### YOUR INSTRUCTIONS
Take the lines below between the one holding "negative clicks: (117, 103)" and the one holding "box: [7, 131, 38, 197]", inclusive, and copy them exactly. Add nothing.

(INFORMATION PROVIDED Opens)

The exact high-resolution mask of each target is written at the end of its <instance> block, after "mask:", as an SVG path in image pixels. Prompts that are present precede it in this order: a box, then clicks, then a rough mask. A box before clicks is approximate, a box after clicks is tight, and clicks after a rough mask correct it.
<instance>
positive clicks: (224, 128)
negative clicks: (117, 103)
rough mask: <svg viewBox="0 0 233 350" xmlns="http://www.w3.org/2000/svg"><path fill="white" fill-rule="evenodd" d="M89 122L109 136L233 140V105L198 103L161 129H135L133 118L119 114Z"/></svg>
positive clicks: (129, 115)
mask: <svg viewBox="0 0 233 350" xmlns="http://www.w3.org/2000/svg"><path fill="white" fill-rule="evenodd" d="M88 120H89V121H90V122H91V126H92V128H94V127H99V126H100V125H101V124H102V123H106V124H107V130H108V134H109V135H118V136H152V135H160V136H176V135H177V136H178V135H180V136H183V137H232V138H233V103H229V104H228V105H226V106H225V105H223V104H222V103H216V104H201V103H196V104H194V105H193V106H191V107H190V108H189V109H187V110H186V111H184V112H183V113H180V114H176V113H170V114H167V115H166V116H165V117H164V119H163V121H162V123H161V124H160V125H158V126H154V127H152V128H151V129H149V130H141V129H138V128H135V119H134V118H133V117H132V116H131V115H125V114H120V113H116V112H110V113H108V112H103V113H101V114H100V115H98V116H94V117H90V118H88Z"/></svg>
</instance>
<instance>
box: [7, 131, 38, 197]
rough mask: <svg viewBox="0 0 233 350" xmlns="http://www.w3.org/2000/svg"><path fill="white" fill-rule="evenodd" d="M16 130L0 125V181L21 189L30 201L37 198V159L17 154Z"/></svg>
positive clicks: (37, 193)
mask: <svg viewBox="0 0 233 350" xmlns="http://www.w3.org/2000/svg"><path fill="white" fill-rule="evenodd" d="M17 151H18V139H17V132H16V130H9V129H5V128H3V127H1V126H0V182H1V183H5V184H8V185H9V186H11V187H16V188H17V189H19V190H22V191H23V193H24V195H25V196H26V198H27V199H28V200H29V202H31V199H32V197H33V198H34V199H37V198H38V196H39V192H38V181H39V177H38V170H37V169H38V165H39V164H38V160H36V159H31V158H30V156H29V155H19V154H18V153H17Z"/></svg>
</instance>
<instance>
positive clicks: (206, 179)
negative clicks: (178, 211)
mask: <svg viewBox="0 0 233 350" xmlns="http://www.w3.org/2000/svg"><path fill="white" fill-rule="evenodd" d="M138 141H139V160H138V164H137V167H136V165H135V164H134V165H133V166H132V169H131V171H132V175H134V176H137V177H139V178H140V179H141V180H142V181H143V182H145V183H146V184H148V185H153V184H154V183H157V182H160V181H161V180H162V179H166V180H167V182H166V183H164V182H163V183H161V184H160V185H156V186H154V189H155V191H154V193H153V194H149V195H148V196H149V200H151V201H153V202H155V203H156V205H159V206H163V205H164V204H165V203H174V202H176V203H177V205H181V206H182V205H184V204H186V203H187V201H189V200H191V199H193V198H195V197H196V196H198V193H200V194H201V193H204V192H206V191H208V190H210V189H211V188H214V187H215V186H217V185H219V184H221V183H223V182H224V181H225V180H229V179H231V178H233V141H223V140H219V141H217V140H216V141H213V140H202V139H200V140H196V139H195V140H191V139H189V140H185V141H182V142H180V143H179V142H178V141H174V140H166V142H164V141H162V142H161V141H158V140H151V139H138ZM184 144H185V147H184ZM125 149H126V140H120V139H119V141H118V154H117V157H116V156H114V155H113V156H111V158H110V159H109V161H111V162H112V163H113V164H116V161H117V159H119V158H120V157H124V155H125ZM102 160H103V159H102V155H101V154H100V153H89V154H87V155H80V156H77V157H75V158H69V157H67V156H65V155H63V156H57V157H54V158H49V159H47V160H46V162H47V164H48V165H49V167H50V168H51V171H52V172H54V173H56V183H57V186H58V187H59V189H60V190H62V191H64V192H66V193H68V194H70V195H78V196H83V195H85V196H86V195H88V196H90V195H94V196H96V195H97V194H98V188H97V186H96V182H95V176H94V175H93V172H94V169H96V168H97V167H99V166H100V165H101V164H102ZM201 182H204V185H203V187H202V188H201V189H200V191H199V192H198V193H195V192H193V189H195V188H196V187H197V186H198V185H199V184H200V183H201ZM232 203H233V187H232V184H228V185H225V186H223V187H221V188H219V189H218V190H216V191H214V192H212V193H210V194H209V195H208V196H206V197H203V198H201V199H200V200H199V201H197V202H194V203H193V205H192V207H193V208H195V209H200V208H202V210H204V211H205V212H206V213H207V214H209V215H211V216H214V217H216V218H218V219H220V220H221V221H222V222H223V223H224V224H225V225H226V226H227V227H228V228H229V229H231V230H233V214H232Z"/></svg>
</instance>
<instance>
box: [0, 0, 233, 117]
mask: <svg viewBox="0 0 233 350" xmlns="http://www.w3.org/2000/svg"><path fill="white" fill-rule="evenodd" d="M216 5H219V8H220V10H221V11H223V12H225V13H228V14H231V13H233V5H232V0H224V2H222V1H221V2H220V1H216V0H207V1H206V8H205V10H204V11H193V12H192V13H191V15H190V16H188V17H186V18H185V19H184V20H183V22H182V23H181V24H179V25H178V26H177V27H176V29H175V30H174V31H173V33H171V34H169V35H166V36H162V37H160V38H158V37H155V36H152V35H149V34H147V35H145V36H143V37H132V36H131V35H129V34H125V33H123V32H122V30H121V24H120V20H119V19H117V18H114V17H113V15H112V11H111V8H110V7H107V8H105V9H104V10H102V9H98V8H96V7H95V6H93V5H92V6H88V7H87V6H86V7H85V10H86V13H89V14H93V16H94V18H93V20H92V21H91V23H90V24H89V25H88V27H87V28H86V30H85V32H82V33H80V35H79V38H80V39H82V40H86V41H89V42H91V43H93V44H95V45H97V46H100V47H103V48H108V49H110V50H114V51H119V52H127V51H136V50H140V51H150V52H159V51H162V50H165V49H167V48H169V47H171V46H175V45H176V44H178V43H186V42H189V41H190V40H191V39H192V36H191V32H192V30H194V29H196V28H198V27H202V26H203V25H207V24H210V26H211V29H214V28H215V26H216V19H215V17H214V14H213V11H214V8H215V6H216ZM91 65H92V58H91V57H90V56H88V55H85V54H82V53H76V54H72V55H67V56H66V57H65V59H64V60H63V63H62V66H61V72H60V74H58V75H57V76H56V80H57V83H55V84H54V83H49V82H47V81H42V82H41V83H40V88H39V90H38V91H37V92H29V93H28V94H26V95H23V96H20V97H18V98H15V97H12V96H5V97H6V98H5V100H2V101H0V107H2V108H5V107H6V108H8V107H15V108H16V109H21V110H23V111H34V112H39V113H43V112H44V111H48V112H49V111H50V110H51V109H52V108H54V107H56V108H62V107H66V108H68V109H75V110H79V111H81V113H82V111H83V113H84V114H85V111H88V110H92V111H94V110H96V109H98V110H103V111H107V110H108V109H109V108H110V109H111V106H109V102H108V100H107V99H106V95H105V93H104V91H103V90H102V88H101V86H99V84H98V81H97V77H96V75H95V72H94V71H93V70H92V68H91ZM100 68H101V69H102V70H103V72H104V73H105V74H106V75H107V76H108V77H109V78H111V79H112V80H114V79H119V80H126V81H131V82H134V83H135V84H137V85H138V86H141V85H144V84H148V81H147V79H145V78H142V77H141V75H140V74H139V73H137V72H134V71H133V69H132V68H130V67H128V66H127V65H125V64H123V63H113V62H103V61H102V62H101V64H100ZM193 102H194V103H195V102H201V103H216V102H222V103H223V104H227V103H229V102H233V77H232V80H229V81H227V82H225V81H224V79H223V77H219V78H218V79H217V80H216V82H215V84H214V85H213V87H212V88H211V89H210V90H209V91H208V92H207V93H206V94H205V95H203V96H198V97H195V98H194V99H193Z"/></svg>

(INFORMATION PROVIDED Closes)

### EXERCISE ANSWER
negative clicks: (117, 103)
rough mask: <svg viewBox="0 0 233 350" xmlns="http://www.w3.org/2000/svg"><path fill="white" fill-rule="evenodd" d="M89 122L109 136L233 140V105L198 103L161 129H135L133 118L119 114Z"/></svg>
positive clicks: (129, 115)
mask: <svg viewBox="0 0 233 350" xmlns="http://www.w3.org/2000/svg"><path fill="white" fill-rule="evenodd" d="M88 120H89V121H90V122H91V126H92V128H94V127H99V126H100V125H101V124H102V123H106V124H107V130H108V134H109V135H118V136H152V135H160V136H176V135H177V136H178V135H180V136H183V137H232V138H233V103H229V104H228V105H226V106H225V105H223V104H222V103H216V104H201V103H196V104H194V105H193V106H191V107H190V108H189V109H187V110H186V111H184V112H183V113H180V114H176V113H170V114H167V115H166V116H165V117H164V119H163V121H162V123H161V124H160V125H158V126H154V127H152V128H151V129H149V130H141V129H138V128H135V119H134V118H133V117H132V116H131V115H125V114H120V113H116V112H110V113H108V112H103V113H101V114H100V115H98V116H94V117H90V118H88Z"/></svg>
</instance>
<instance>
box: [7, 131, 38, 197]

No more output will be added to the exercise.